EXTRACTED RECORDS:
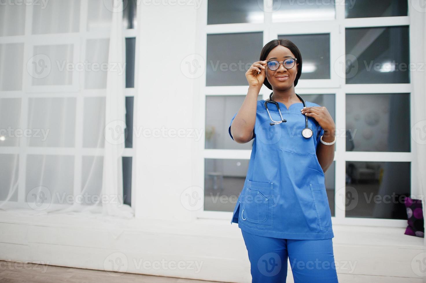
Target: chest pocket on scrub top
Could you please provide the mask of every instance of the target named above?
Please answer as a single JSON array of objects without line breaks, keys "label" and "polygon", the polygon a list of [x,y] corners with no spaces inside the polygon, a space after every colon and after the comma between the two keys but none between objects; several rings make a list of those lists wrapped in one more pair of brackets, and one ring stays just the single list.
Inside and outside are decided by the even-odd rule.
[{"label": "chest pocket on scrub top", "polygon": [[273,227],[273,184],[248,180],[242,196],[241,219],[245,224]]}]

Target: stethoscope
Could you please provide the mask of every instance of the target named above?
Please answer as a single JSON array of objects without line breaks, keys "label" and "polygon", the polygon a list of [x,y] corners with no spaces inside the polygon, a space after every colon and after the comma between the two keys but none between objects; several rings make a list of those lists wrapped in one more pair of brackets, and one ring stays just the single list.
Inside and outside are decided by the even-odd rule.
[{"label": "stethoscope", "polygon": [[[271,123],[269,123],[269,125],[270,125],[271,126],[273,126],[274,125],[276,125],[276,124],[280,124],[281,123],[282,123],[283,122],[287,121],[287,120],[285,119],[282,118],[282,115],[281,114],[281,109],[279,109],[279,106],[278,105],[278,103],[276,101],[274,101],[274,100],[272,100],[272,93],[273,92],[273,91],[271,92],[271,94],[269,94],[269,100],[266,100],[266,101],[265,102],[265,103],[264,103],[265,106],[265,108],[266,109],[266,111],[268,111],[268,115],[269,115],[269,118],[271,119],[271,120],[272,121]],[[296,95],[297,96],[297,97],[298,97],[299,99],[302,100],[302,103],[303,103],[303,107],[306,107],[306,105],[305,103],[305,100],[303,100],[303,99],[302,97],[301,97],[297,93],[296,94]],[[273,103],[276,106],[276,108],[278,108],[278,112],[279,112],[279,116],[281,117],[281,121],[274,121],[272,119],[272,117],[271,117],[271,113],[269,113],[269,110],[268,109],[268,102]],[[304,137],[305,137],[307,139],[308,139],[312,136],[312,134],[313,133],[313,132],[312,131],[312,130],[311,130],[308,127],[308,116],[305,115],[305,118],[306,124],[305,125],[306,127],[302,130],[302,135]]]}]

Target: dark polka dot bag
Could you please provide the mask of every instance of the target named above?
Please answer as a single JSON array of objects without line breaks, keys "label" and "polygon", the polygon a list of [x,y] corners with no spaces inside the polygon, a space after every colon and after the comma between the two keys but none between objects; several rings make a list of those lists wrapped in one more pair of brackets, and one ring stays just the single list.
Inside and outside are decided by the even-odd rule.
[{"label": "dark polka dot bag", "polygon": [[408,226],[404,234],[424,237],[424,220],[421,200],[406,197],[405,206],[407,209]]}]

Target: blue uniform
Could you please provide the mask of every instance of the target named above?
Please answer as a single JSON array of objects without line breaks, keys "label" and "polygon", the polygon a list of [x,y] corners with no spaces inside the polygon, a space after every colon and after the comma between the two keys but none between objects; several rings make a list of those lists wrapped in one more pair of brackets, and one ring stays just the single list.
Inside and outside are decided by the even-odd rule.
[{"label": "blue uniform", "polygon": [[[244,187],[231,223],[252,234],[286,239],[320,240],[334,237],[324,172],[317,157],[324,130],[308,117],[309,138],[302,102],[289,109],[278,102],[287,122],[271,126],[264,105],[257,101],[254,143]],[[320,106],[306,101],[306,107]],[[272,119],[280,120],[276,106],[268,105]],[[236,116],[231,120],[230,125]]]}]

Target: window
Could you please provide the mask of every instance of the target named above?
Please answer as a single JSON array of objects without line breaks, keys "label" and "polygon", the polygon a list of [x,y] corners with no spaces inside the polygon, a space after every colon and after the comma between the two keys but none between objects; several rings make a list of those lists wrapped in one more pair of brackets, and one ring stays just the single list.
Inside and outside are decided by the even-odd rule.
[{"label": "window", "polygon": [[[205,131],[204,154],[197,163],[204,165],[204,212],[199,217],[230,220],[230,214],[219,212],[233,209],[253,141],[233,141],[229,123],[247,94],[245,72],[265,44],[285,38],[303,59],[296,93],[326,107],[336,123],[334,160],[325,173],[334,222],[403,225],[400,205],[386,201],[412,190],[406,1],[258,1],[261,12],[253,3],[221,2],[209,1],[207,12],[200,11],[207,17],[200,27],[204,49],[197,52],[205,54],[206,63],[200,87]],[[255,19],[250,13],[256,13]],[[242,69],[226,68],[239,62]],[[271,91],[262,86],[258,99]],[[233,203],[221,202],[220,196]]]},{"label": "window", "polygon": [[[43,140],[0,133],[0,180],[4,184],[0,200],[14,190],[11,201],[25,206],[26,194],[39,186],[40,178],[43,186],[60,193],[100,191],[103,156],[102,151],[94,149],[103,148],[105,142],[106,72],[69,70],[60,63],[108,62],[112,14],[107,2],[50,0],[46,6],[41,2],[2,6],[0,129],[49,132]],[[123,194],[124,203],[131,205],[137,7],[135,0],[124,3],[127,128]],[[7,24],[12,22],[15,24]],[[48,174],[42,174],[45,170]]]}]

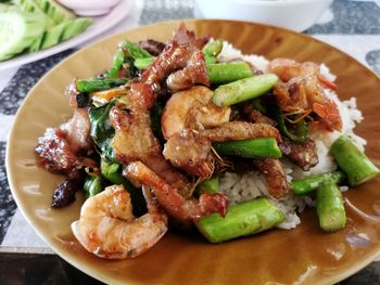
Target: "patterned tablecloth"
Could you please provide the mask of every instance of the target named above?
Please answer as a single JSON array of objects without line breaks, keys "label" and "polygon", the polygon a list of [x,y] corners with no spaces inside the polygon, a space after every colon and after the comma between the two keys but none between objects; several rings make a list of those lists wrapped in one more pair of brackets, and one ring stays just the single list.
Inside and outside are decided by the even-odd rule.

WRITTEN PROBLEM: Rewrite the listing above, changing "even-odd rule" to "nonzero winding rule" everywhere and leaving everything else the same. Omit the pictures from your answer.

COMPLETE OUTPUT:
Target: chest pocket on scrub top
Could you please provide the mask of every instance of the target named above?
Please answer as a single JSON array of objects without line breaks, keys "label" and "polygon", the polygon a list of [x,y] corners with no spaces inside the polygon, a space after every colon and after the comma between the two keys but none between objects; several rings make a list of those lists wrapped in one more pair of brackets, and one ring stays just the single list.
Inside and outside are decided by the nonzero winding rule.
[{"label": "chest pocket on scrub top", "polygon": [[273,227],[273,184],[248,180],[242,196],[241,219],[245,224]]}]

Target: stethoscope
Could you please provide the mask of every instance of the target named above?
Please answer as a single JSON array of objects without line breaks, keys "label" and "polygon", the polygon a list of [x,y] corners with no spaces inside the polygon, a space after every colon and after the comma between the two keys but none between objects; several rings make a list of those lists wrapped in one more pair of brackets, and one ring stays just the single list.
Inside and outside are decided by the nonzero winding rule.
[{"label": "stethoscope", "polygon": [[[271,123],[269,123],[269,125],[270,125],[271,126],[273,126],[274,125],[276,125],[276,124],[280,124],[281,123],[282,123],[283,122],[287,121],[287,120],[285,119],[282,118],[282,115],[281,114],[281,109],[279,109],[279,106],[278,105],[278,103],[276,101],[274,101],[274,100],[272,100],[272,93],[273,92],[273,91],[271,92],[271,94],[269,94],[269,100],[266,100],[266,101],[265,102],[265,103],[264,103],[265,106],[265,108],[266,109],[266,111],[268,111],[268,115],[269,115],[269,118],[271,119],[271,120],[272,121]],[[296,95],[297,96],[297,97],[298,97],[299,99],[302,100],[302,103],[303,103],[303,107],[306,107],[306,105],[305,103],[305,100],[303,100],[303,99],[302,97],[301,97],[297,93],[296,94]],[[273,103],[276,106],[276,108],[278,108],[278,112],[279,112],[279,116],[281,117],[281,121],[274,121],[272,119],[272,117],[271,117],[271,113],[269,113],[269,110],[268,109],[268,102]],[[304,137],[305,137],[307,139],[308,139],[312,136],[312,134],[313,133],[313,132],[312,131],[312,130],[311,130],[308,127],[308,116],[305,115],[305,118],[306,124],[305,125],[306,127],[302,130],[302,135]]]}]

Target: dark polka dot bag
Could you please provide the mask of every instance of the target named above?
Please answer as a single JSON array of objects without line breaks, keys "label" and "polygon", the polygon a list of [x,y] corners with no spaces inside the polygon, a space after every colon and after the comma between the two keys but none between objects; several rings make a list of those lists wrapped in one more pair of brackets, and one ring stays just the single list.
Inside and outside are decided by the nonzero winding rule.
[{"label": "dark polka dot bag", "polygon": [[408,226],[404,234],[424,237],[424,220],[421,200],[406,197],[405,206],[407,209]]}]

Target: blue uniform
Could you please provide the mask of every instance of the target named above?
Please answer as a single JSON array of objects without line breaks, keys "label" and "polygon", the polygon a list of [x,y] corners with no spaces inside the polygon, a space after every colon and after the comma between the two keys but none between objects; several rings make a list of those lists wrapped in one more pair of brackets, and one ring stays just the single list.
Inside and outside are decided by the nonzero winding rule.
[{"label": "blue uniform", "polygon": [[[244,187],[231,223],[252,234],[286,239],[320,240],[334,237],[324,172],[317,157],[324,130],[308,117],[309,138],[302,102],[289,109],[278,102],[287,122],[271,126],[264,105],[257,101],[254,143]],[[320,106],[306,101],[306,107]],[[272,119],[280,120],[276,106],[268,105]],[[236,116],[231,120],[230,125]]]}]

Target: window
Could you please provide the mask of every instance of the target named above?
Please answer as a single JSON array of objects without line breaks, keys "label" and "polygon", the polygon a list of [x,y] corners with no spaces inside the polygon, a space after every colon and after the comma between the two keys but none between objects; several rings make a list of those lists wrapped in one more pair of brackets, and one ring stays just the single list.
Inside and outside are decided by the nonzero winding rule.
[{"label": "window", "polygon": [[[205,131],[204,154],[197,163],[204,165],[204,212],[199,217],[230,220],[230,214],[219,212],[233,209],[253,141],[233,141],[229,123],[247,94],[245,72],[265,44],[285,38],[303,59],[296,93],[326,107],[336,123],[334,160],[325,173],[334,222],[403,225],[400,205],[386,201],[412,190],[406,1],[258,1],[261,12],[253,3],[221,2],[209,1],[207,12],[200,11],[207,17],[200,27],[204,49],[197,52],[205,54],[206,63],[200,87]],[[255,19],[250,13],[256,13]],[[242,69],[226,68],[239,62]],[[271,91],[262,86],[258,99]],[[233,203],[221,202],[220,196]]]},{"label": "window", "polygon": [[[43,140],[0,133],[0,180],[4,184],[0,200],[14,190],[11,201],[25,206],[26,194],[39,186],[40,178],[43,186],[60,193],[100,191],[103,156],[102,151],[94,149],[103,148],[105,142],[106,72],[69,70],[60,63],[108,62],[112,14],[107,2],[50,0],[46,6],[41,2],[2,6],[0,129],[49,132]],[[123,194],[124,203],[131,205],[137,7],[135,0],[124,3],[127,128]],[[7,24],[12,22],[15,24]],[[48,174],[42,174],[45,170]]]}]

Target: "patterned tablecloth"
Could you please provide the mask of every instance of the target named above?
Please answer as a single JSON array of objects without line breaks, keys "label" and "polygon", the polygon a list of [x,y] corners with no spaces inside the polygon, a space after every colon and after the comma between the two keys but none between objects; several rings make a list of those lists wrapped in one more pair of brackets, and one ring stays just the single list.
Inside and outside are decided by the nonzero winding rule.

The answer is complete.